Saved entries:

-.-.-

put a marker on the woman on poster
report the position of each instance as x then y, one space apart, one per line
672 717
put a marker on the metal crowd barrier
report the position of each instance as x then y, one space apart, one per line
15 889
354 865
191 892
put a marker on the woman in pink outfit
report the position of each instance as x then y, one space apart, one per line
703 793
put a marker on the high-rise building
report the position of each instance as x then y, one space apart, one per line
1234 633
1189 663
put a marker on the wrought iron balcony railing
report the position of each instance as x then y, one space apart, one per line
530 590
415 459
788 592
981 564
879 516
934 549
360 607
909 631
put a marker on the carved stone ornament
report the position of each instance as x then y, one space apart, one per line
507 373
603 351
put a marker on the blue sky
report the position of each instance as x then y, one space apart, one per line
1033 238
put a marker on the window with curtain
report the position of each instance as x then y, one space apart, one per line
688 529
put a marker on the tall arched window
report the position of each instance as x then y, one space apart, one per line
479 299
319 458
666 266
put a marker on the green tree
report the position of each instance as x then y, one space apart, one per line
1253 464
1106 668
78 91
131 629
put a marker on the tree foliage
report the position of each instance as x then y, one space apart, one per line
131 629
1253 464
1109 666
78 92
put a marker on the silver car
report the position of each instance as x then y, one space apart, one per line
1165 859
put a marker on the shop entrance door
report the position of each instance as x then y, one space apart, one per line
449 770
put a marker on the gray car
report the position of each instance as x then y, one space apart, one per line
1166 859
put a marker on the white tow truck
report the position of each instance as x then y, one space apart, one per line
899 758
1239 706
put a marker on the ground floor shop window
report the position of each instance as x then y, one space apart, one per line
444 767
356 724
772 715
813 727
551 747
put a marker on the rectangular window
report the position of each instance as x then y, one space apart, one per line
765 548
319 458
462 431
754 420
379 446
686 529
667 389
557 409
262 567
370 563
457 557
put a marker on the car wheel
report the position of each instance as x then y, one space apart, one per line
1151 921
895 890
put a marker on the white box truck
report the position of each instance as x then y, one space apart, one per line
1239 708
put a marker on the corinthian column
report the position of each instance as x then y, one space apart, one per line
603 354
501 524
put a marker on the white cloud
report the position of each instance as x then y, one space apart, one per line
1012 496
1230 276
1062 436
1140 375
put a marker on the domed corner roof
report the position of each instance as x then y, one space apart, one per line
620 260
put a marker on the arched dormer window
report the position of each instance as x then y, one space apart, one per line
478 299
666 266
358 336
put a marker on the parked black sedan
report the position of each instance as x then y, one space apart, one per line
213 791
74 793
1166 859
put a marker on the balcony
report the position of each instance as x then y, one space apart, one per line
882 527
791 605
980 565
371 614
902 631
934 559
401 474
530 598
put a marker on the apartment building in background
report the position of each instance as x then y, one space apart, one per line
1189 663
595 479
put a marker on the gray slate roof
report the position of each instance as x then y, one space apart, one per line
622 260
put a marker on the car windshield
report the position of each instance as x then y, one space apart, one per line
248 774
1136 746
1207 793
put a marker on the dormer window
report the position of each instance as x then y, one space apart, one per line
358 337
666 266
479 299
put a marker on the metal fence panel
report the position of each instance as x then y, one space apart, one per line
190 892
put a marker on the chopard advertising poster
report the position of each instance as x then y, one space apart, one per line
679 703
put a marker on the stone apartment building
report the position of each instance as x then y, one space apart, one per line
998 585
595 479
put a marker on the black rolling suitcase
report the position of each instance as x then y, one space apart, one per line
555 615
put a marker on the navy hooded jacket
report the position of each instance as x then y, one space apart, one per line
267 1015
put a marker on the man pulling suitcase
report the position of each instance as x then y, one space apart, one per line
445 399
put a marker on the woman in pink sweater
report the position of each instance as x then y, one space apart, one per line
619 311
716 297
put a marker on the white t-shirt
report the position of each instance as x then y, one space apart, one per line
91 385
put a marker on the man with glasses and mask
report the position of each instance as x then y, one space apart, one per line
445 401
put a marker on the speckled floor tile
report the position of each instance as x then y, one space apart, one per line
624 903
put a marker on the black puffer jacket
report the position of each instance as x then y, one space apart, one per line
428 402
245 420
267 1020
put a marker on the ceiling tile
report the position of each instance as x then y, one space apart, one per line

-.-.-

* TASK OBJECTIVE:
Throughout the data above, copy all lines where the word "floor" is found.

* ANSWER TO THIS EXERCISE:
put a marker on the ground floor shop window
put a marker on the speckled floor tile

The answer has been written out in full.